= Source text =

All errors noted in the cuisine check have been noted, and corrections have been made in the code below.  This exercise was simply done to explore data before creating the .JSON file. This analysis shows that there are definite problems with the cuisine classifications of food nodes within the data.  Let's create a JSON now!

# Create the New .JSON file from the .OSM file

In [7]:
#checks if postal code within valid range, if not replaces with 11000 default
def update_postal_code(postal_code):
    try:
        if not (postal_code_range[0] <= int(postal_code) <= postal_code_range[1]):
            raise ValueError
        else:
            return int(postal_code)
    except ValueError:
        return postal_code_default

#standardizes phone number formatting
def update_phone_number(phone_number):
    phone_number = phone_number.translate(None, ' ()-+')

= Source material =
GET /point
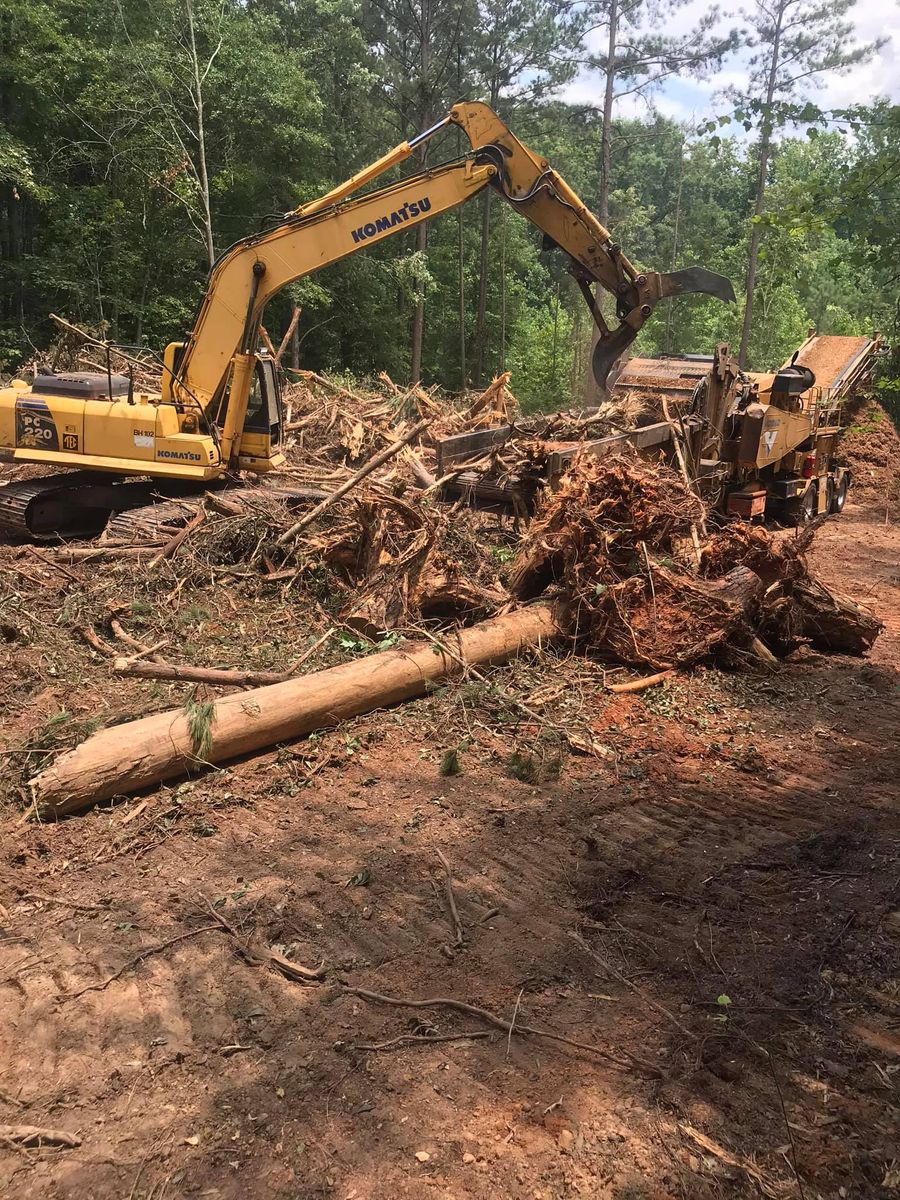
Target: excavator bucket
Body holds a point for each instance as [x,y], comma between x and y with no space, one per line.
[612,343]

= Exercise instructions =
Please reproduce the portion of the OSM notebook text that begins at the words "All errors noted" and stops after "a JSON now!".

= Task solution =
All errors noted in the cuisine check have been noted, and corrections have been made in the code below.  This exercise was simply done to explore data before creating the .JSON file. This analysis shows that there are definite problems with the cuisine classifications of food nodes within the data.  Let's create a JSON now!